### What the exercise asks:
Put the records below into a two-column CSV with the headers text and points, with one row per record holding its text and its answer, each in a single quoted field with any line breaks replaced by spaces. Begin at the line that contains "of the fluorescent" and stop after the last of the records.

### Record extracts:
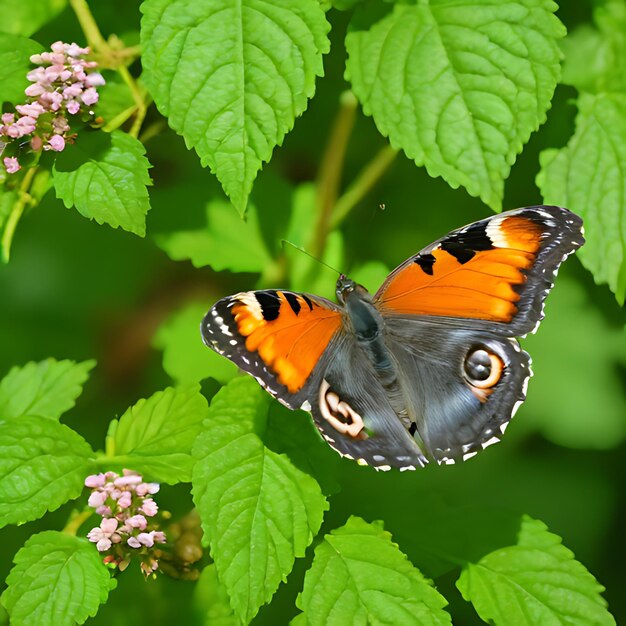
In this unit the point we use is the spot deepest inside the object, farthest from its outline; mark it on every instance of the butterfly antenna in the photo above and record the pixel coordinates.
(297, 247)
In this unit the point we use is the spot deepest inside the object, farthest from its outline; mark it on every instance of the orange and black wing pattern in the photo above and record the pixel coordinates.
(276, 336)
(499, 269)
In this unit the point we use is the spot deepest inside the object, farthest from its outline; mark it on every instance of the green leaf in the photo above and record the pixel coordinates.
(26, 18)
(232, 77)
(47, 389)
(458, 85)
(105, 177)
(359, 576)
(537, 581)
(258, 510)
(297, 437)
(595, 59)
(155, 436)
(224, 242)
(212, 600)
(15, 63)
(116, 99)
(589, 177)
(185, 357)
(42, 465)
(576, 379)
(57, 580)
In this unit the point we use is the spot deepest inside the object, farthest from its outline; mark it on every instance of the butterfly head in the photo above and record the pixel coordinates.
(347, 287)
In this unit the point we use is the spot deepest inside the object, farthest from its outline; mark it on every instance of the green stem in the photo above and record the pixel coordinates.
(76, 521)
(92, 33)
(368, 177)
(16, 213)
(137, 97)
(329, 178)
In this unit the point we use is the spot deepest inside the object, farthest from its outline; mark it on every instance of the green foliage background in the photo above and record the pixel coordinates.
(75, 289)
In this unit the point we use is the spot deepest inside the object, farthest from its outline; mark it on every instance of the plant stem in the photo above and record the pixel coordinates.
(16, 213)
(368, 177)
(92, 33)
(329, 178)
(137, 97)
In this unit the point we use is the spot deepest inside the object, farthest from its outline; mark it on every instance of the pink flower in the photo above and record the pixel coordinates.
(102, 535)
(149, 507)
(126, 527)
(149, 567)
(130, 479)
(12, 165)
(137, 521)
(73, 107)
(95, 79)
(159, 536)
(125, 500)
(90, 96)
(147, 488)
(34, 90)
(72, 91)
(97, 499)
(33, 110)
(146, 539)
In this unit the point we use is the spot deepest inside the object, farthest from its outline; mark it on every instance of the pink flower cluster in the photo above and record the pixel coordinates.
(125, 505)
(62, 86)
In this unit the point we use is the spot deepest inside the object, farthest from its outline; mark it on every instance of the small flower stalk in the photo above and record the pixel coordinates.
(127, 528)
(64, 87)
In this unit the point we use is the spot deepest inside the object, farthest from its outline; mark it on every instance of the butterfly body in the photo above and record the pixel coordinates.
(429, 367)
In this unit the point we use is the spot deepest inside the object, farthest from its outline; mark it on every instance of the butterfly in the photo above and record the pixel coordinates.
(429, 367)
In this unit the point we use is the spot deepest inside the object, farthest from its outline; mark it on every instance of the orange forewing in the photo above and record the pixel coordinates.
(292, 344)
(484, 287)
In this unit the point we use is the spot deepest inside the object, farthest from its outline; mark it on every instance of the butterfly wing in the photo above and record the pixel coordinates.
(296, 346)
(455, 416)
(470, 293)
(279, 337)
(498, 270)
(361, 422)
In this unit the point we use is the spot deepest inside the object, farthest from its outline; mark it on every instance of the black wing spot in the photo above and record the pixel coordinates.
(307, 300)
(270, 304)
(465, 244)
(293, 302)
(426, 262)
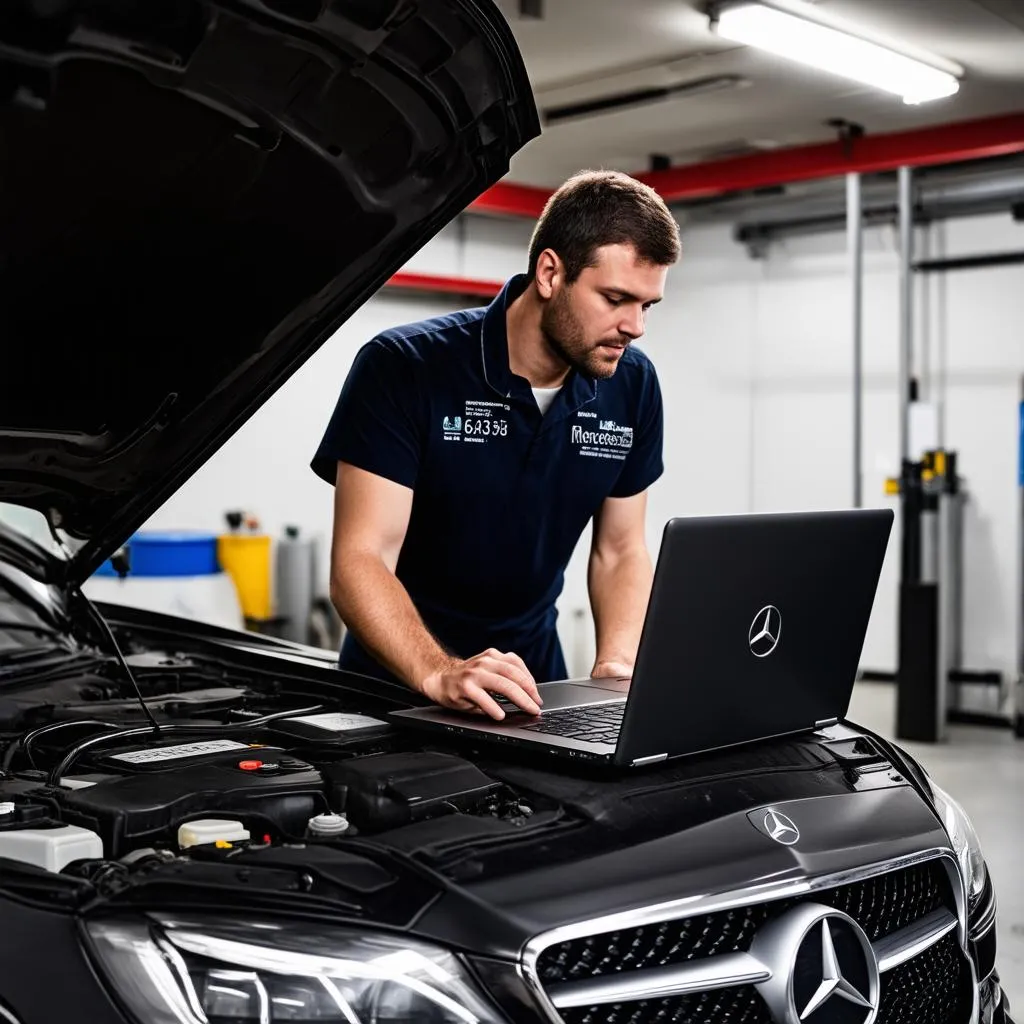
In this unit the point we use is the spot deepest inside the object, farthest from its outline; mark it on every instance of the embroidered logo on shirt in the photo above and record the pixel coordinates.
(609, 440)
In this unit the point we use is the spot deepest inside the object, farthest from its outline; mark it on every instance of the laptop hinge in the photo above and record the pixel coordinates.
(649, 760)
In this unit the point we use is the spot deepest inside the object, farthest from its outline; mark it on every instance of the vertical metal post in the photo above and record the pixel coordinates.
(855, 245)
(906, 306)
(1019, 695)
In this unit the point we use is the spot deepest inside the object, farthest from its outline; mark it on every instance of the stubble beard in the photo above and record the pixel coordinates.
(566, 338)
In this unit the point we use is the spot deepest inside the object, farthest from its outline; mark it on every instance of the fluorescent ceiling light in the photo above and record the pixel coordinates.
(811, 42)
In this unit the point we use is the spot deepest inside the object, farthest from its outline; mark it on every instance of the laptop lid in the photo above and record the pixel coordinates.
(754, 629)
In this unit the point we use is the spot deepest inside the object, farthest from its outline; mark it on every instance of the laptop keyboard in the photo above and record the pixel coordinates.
(599, 724)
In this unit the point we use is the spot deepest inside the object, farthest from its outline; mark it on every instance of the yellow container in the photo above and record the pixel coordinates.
(246, 558)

### The solution:
text,points
"In this unit the point we use is the spot deepest inside the object, farthest from its outline; mark it on every instance of the fluorescent ceiling light in the photo above and record the pixel coordinates.","(811, 42)"
"In this unit the point we use is the spot deepest inside the object, farthest from its outline; mark it on every instance of the laptop lid in the photo above and record the pixel coordinates.","(754, 629)"
"In this unit the point we use is the spot deepest inside the object, farthest from its outline; mark it on every instance of the laptop keyboard in the photo above and record the pixel coordinates.","(599, 724)"
"In this unit the point we use is the spot deepest inside the object, farthest from its outline; mark it on every instance of the yellow container in the photo above and record the pixel coordinates.","(246, 558)"